## Your task
Set down the full passage on QPR's ticket price increase word for word, changing nothing.

## Page excerpt
Segment Open

THE HALF DECENT FOOTBALL MAGAZINE

It wasn’t just Derby who were up in arms at QPR’s sudden price hike. Thom Gibbs and his fellow Rangers fans are far from sitting comfortably

How much would you pay to watch Championship football? Coventry have recently offered ticket bundles for three home games against Southampton, Burnley and Derby for the price of £50; some QPR fans paid that last month just to watch their side against Derby. Classed as an “A” category game under a new banding system unveiled 12 days beforehand and seven games into the season, the QPR board deemed a seat in the “Platinum” area of the ground for the Derby game to be worth £50. That gets you a mostly unobstructed view from the middle of the South Africa Road stand, a padded seat and access to a private bar.

The walk-up cost to sit in the “Gold” area I call home at Loftus Road was £40. From my seat it’s a stretch to see about an eighth of the pitch, the members’ bar for season-ticket holders has made way for extra corporate hospitality, and I finish every game with fresh, sore indents at the top of my shins caused by the seat in front of me digging into my legs. Call me a traditionalist, but charging £40 for 90 minutes of pain and humiliation (a lacklustre Rangers surrendered 2-0 to Derby) should remain the preserve of leather-clad inhabitants of Soho.

Scandalously, my nouveau riche club were also planning to charge Derby’s travelling fans £40, reneging on an agreement set before the season, and all for the dubious honour of a seat in the truly shoddy School End. Credibly, Derby’s board turned down their ticket allocation at the increased price and took the matter to the League, who ruled the rise unlawful. QPR’s increasingly Pravda-like official website merely carried a story stating all tickets for the “Platinum” area had been sold. The empty seats in the £50 section suggested that all its season-ticket holders had gone on holiday together, or that the club had crossed the line from spin to outright lies.

Segment Closed

## Data from a data collection
Segment Open

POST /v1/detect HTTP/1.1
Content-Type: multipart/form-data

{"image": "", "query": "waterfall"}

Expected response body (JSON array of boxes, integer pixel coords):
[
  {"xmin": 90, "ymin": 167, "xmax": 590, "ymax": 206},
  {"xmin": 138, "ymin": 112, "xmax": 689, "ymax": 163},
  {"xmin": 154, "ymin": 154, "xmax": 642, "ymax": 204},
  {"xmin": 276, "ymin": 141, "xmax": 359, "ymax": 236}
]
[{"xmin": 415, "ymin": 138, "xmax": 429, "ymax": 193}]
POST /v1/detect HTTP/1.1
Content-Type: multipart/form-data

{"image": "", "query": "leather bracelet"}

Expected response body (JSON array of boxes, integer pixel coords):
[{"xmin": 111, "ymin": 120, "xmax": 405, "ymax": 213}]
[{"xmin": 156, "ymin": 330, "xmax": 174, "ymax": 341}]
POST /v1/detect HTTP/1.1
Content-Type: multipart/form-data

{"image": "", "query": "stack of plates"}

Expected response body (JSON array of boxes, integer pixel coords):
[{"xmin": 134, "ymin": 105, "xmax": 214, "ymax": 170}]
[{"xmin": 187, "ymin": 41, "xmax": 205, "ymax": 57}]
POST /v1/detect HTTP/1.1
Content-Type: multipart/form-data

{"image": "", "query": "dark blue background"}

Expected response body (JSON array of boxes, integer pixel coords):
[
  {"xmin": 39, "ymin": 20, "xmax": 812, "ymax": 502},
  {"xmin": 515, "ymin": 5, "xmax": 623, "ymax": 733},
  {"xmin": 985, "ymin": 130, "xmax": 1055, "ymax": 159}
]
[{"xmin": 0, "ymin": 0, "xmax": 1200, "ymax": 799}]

Segment Closed
Segment Open

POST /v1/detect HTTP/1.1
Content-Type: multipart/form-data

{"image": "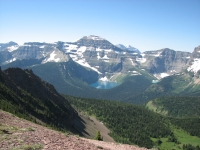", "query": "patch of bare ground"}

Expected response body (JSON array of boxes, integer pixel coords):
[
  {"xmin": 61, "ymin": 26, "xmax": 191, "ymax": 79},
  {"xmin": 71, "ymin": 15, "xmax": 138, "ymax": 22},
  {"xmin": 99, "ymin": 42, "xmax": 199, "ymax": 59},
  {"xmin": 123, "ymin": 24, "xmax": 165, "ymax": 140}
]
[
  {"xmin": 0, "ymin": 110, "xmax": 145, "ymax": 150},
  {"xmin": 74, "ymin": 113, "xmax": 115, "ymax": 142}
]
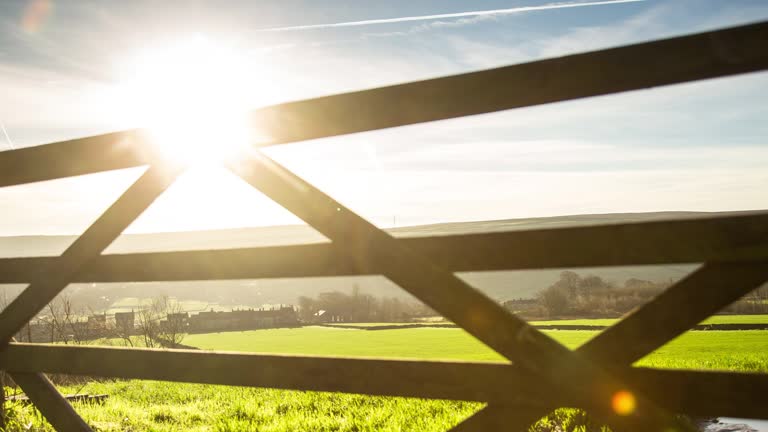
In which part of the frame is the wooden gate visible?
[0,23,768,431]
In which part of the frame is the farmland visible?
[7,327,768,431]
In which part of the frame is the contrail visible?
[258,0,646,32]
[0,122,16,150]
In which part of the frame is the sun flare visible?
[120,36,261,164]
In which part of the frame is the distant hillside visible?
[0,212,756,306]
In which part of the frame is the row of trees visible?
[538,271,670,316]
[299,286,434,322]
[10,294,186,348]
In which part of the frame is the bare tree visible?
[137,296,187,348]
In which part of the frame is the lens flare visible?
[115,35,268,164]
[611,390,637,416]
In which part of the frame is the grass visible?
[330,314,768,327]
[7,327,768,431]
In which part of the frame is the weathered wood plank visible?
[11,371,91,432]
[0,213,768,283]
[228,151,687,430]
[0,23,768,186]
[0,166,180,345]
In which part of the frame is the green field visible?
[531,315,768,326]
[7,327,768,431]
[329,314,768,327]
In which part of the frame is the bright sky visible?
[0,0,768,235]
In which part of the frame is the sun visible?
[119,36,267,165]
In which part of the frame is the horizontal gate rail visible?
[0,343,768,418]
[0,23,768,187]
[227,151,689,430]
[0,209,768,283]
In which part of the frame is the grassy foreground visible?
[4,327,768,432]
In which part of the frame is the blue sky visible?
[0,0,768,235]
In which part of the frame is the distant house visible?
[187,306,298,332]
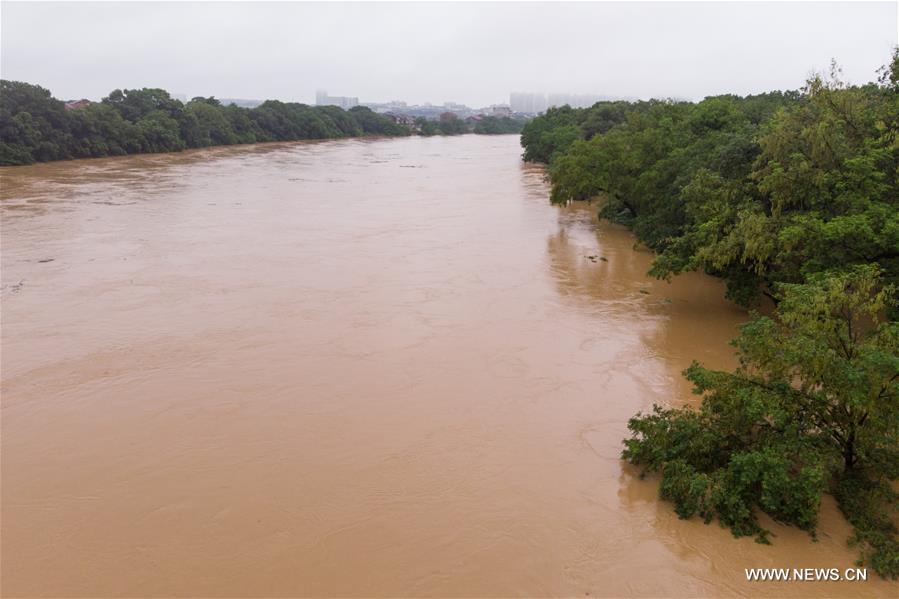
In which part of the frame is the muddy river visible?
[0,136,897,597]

Segment Closed
Segment Open

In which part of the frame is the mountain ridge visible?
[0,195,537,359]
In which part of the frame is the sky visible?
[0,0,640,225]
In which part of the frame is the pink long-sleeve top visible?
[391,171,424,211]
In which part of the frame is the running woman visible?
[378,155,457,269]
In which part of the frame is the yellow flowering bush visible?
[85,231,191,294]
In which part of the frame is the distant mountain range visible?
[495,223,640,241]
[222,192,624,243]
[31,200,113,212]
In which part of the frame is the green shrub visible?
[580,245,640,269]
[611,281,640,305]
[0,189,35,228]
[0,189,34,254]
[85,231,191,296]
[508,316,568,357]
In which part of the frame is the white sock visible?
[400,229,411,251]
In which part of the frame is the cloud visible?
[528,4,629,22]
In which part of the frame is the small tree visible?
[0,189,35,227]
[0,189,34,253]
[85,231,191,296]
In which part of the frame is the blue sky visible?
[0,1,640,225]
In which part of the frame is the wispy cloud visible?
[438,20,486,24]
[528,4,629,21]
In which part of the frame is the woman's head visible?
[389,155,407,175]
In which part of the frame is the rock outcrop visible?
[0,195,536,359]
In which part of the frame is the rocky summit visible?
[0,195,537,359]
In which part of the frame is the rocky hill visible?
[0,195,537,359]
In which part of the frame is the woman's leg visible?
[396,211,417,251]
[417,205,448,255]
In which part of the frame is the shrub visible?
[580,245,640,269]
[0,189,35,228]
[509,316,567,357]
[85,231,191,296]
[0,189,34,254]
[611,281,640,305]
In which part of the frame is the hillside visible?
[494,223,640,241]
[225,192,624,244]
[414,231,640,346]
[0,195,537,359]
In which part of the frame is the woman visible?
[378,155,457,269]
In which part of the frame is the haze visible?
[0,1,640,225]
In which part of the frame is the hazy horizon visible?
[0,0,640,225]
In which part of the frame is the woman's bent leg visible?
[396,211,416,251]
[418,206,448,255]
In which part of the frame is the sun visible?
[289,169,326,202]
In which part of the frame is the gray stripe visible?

Segment Closed

## Written answer
THE HALF DECENT FOOTBALL MAGAZINE

It wasn’t just Derby who were up in arms at QPR’s sudden price hike. Thom Gibbs and his fellow Rangers fans are far from sitting comfortably

How much would you pay to watch Championship football? Coventry have recently offered ticket bundles for three home games against Southampton, Burnley and Derby for the price of £50; some QPR fans paid that last month just to watch their side against Derby. Classed as an “A” category game under a new banding system unveiled 12 days beforehand and seven games into the season, the QPR board deemed a seat in the “Platinum” area of the ground for the Derby game to be worth £50. That gets you a mostly unobstructed view from the middle of the South Africa Road stand, a padded seat and access to a private bar.

The walk-up cost to sit in the “Gold” area I call home at Loftus Road was £40. From my seat it’s a stretch to see about an eighth of the pitch, the members’ bar for season-ticket holders has made way for extra corporate hospitality, and I finish every game with fresh, sore indents at the top of my shins caused by the seat in front of me digging into my legs. Call me a traditionalist, but charging £40 for 90 minutes of pain and humiliation (a lacklustre Rangers surrendered 2-0 to Derby) should remain the preserve of leather-clad inhabitants of Soho.

Scandalously, my nouveau riche club were also planning to charge Derby’s travelling fans £40, reneging on an agreement set before the season, and all for the dubious honour of a seat in the truly shoddy School End. Credibly, Derby’s board turned down their ticket allocation at the increased price and took the matter to the League, who ruled the rise unlawful. QPR’s increasingly Pravda-like official website merely carried a story stating all tickets for the “Platinum” area had been sold. The empty seats in the £50 section suggested that all its season-ticket holders had gone on holiday together, or that the club had crossed the line from spin to outright lies.